• **Provided text**
******

In 2022, we also saw an escalation of tensions in the United States vs China rivalry. Most prominently, sanctions by US authorities against China’s fledging semiconductor industry are likely to hold back growth in this strategically important sector, with deep and long-lasting ramifications in China and beyond. Elsewhere, the two countries still hold many grudges, the most significant being the status of Taiwan, its stance over the war in Ukraine, and trade tensions. Any of these have the potential to plunge the countries into deeper conflicts, but the fragmentation of the global system into potentially ‘two standards’ is the most serious threat to the tech industry, as innovation will slow while costs go up.

Inflation reached the highest levels in decades in the West in 2022. One of the key drivers of this inflation was and remains the energy crisis. The cost of energy spiked in 2022 as a consequence of Russia’s invasion of Ukraine, especially for European nations, as well as those in emerging markets. As there seems to be no conclusive end to the war, energy will continue to be an unstable platform for the global economy in 2023, particularly as a large increase in energy demand is expected due to China’s reopening. There are positive signals on the renewable energy front, such as the EU and the US passing landmark clean energy packages that are expected to increase investments and reduce emissions much more quickly than initially anticipated. But still, the world is many years and perhaps decades away from stopping its reliance on hydrocarbons as the main source of energy.

Here is a snapshot of the rest of the top 10 risks:

4. Emerging markets pain: The post-pandemic boom is absent in emerging markets, resulting in a notable drop in living standards. A strong US dollar, lack of inward investments, deteriorating fiscal and monetary positions, and continued volatility in energy and food supplies will hamper emerging markets’ growth potential.

5. Tech earnings retreat: Big Tech hired too many workers and took on too many poorly thought-out projects. Now, the withdrawal of ‘easy’ money is harshly exposing the less robust companies. Sectors exposed to geopolitical tensions, regulatory scrutiny, and business models accused of brewing social ills will be most under pressure.

******

• **Dataset excerpt**
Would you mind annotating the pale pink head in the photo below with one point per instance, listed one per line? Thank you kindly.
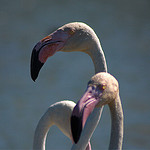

******

• **Assigned task 1**
Reproduce the risk overview from "In 2022, we" up to and including "costs go up.".
• **Assigned task 2**
Answer these questions using the risk overview:
(a) What is the most significant grudge between the United States and China?
(b) What is expected to cause a large increase in energy demand in 2023?
(c) What is harshly exposing the less robust tech companies?
The data comes from a source unrelated to the risk overview.

• **Problem solution 1**
In 2022, we also saw an escalation of tensions in the United States vs China rivalry. Most prominently, sanctions by US authorities against China’s fledging semiconductor industry are likely to hold back growth in this strategically important sector, with deep and long-lasting ramifications in China and beyond. Elsewhere, the two countries still hold many grudges, the most significant being the status of Taiwan, its stance over the war in Ukraine, and trade tensions. Any of these have the potential to plunge the countries into deeper conflicts, but the fragmentation of the global system into potentially ‘two standards’ is the most serious threat to the tech industry, as innovation will slow while costs go up.

• **Problem solution 2**
(a) The status of Taiwan.
(b) China's reopening.
(c) The withdrawal of "easy" money.